Saved entries:
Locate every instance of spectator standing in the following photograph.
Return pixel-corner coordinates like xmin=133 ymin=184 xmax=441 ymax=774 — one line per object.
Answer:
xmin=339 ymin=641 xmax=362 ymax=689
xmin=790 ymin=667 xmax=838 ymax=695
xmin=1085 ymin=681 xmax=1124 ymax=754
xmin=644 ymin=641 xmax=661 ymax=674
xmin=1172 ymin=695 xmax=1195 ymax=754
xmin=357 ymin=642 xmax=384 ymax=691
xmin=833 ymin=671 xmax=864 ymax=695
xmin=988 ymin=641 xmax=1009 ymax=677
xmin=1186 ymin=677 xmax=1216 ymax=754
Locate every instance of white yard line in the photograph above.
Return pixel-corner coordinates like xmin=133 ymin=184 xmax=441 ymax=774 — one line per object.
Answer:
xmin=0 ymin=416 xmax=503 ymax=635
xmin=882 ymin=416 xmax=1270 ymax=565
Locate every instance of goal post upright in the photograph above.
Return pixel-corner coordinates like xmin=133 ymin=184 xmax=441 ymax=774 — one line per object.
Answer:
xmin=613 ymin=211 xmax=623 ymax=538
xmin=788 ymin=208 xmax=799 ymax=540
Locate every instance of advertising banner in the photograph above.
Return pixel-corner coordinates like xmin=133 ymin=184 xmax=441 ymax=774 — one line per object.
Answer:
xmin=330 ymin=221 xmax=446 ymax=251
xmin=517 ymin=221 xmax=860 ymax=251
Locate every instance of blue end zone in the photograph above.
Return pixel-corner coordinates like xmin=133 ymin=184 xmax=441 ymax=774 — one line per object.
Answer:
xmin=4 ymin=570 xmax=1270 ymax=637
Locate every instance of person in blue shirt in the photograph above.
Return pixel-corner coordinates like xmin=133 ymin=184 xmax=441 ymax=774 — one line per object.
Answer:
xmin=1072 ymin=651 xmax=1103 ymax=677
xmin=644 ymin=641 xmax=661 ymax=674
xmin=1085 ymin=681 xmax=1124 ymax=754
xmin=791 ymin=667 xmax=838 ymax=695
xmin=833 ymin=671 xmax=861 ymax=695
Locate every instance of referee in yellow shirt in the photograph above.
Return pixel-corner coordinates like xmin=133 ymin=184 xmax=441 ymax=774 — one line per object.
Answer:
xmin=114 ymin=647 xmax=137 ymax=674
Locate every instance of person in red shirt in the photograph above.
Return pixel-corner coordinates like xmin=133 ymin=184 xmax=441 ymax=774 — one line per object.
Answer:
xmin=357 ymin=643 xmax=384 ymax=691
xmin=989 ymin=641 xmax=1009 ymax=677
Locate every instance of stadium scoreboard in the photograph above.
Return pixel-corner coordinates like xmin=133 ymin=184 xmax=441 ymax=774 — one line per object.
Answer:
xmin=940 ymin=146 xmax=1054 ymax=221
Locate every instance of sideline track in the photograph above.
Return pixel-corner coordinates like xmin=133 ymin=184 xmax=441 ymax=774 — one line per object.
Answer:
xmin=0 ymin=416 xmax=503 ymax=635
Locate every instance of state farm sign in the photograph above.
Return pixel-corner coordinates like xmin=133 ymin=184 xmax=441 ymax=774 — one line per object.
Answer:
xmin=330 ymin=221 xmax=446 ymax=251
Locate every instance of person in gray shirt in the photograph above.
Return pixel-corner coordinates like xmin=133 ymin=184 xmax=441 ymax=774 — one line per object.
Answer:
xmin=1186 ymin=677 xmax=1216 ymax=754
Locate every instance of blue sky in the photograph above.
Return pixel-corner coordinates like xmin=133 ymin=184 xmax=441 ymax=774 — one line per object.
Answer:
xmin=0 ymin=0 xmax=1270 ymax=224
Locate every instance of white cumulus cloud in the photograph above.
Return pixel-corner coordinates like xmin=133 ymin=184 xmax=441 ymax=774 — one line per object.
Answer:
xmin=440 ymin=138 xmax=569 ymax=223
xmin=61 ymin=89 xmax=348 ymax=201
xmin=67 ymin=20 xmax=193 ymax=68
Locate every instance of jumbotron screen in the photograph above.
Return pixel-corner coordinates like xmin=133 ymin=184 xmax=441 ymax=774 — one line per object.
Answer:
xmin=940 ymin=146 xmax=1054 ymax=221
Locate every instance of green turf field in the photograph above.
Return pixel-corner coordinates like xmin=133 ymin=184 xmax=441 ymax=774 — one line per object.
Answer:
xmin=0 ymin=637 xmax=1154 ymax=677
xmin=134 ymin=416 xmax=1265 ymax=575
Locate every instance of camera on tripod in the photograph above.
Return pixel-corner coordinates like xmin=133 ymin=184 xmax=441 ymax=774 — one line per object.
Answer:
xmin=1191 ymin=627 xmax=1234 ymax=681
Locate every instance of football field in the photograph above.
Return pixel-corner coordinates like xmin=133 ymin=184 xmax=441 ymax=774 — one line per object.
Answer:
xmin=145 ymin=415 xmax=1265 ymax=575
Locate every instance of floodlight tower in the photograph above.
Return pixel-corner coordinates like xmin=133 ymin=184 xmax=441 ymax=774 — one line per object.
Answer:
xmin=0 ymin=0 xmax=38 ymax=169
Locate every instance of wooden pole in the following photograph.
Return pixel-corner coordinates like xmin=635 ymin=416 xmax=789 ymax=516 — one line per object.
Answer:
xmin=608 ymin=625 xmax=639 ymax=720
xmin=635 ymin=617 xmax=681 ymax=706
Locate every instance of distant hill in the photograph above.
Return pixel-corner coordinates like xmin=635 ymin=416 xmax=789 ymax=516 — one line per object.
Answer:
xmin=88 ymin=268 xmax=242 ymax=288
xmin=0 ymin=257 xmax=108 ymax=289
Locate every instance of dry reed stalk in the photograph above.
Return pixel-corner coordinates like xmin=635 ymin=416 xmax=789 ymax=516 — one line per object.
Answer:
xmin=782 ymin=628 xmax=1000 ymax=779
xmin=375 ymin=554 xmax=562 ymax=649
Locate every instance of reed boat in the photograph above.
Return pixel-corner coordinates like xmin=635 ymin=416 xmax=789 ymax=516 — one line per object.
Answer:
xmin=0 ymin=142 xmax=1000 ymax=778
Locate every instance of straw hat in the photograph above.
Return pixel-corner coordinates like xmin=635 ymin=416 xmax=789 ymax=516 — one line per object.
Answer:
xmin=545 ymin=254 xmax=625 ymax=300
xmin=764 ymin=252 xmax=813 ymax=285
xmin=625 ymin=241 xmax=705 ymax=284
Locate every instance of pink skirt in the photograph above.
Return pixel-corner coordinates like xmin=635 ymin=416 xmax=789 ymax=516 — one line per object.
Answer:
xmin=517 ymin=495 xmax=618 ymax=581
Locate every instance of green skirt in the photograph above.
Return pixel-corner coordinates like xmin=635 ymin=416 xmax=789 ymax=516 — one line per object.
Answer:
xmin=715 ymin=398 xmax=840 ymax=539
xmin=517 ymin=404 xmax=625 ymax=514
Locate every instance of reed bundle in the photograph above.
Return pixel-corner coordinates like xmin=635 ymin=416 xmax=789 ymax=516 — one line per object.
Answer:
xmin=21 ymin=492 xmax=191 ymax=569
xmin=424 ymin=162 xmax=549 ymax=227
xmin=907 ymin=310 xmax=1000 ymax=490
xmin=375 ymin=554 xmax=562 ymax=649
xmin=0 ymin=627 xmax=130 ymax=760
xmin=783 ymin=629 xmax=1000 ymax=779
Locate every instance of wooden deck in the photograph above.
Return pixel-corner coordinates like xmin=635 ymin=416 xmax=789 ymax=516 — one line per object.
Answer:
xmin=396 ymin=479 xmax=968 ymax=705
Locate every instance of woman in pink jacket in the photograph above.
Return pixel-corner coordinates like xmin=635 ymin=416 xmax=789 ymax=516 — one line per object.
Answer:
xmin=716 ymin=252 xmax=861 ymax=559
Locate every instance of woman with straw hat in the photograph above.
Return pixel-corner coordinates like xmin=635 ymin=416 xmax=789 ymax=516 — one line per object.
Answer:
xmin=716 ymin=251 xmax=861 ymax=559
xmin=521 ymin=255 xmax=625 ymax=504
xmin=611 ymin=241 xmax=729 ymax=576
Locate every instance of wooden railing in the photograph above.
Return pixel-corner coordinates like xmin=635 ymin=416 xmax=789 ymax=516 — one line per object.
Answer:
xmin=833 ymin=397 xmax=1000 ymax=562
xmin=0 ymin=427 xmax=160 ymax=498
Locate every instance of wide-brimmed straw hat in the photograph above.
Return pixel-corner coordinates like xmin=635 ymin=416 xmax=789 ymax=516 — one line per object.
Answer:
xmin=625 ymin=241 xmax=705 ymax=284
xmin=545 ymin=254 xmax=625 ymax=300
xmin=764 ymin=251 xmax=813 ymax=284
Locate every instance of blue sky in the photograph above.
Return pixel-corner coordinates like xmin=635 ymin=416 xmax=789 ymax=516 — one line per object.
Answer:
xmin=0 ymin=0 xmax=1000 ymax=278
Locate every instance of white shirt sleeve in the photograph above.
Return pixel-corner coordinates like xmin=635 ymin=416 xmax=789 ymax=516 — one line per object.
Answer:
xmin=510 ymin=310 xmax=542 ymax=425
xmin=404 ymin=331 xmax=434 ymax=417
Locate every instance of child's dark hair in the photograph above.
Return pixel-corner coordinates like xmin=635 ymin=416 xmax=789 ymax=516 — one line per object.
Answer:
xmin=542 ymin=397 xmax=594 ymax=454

Exercise instructions: Copy everything from the line containing "Locate every instance of person in blue" down to the line containing "xmin=989 ymin=641 xmax=1009 ymax=677", with "shirt" swapped for "jersey" and nothing else changed.

Expected answer:
Locate every instance of person in blue jersey in the photograph above.
Return pixel-corner coordinates like xmin=133 ymin=184 xmax=441 ymax=774 — one line per object.
Answer:
xmin=1072 ymin=651 xmax=1103 ymax=677
xmin=644 ymin=641 xmax=661 ymax=674
xmin=1085 ymin=681 xmax=1124 ymax=754
xmin=791 ymin=667 xmax=838 ymax=695
xmin=833 ymin=671 xmax=861 ymax=695
Locate every instance of referee in yellow jersey in the photograph above.
Return pixel-corner coordinates like xmin=133 ymin=184 xmax=441 ymax=774 — one line per object.
Answer:
xmin=114 ymin=647 xmax=137 ymax=674
Locate every instance of person in red jersey in the photograph above.
Return pixel-corner coordinates like xmin=133 ymin=184 xmax=441 ymax=774 — one line per object.
Answer:
xmin=357 ymin=643 xmax=384 ymax=691
xmin=989 ymin=641 xmax=1009 ymax=677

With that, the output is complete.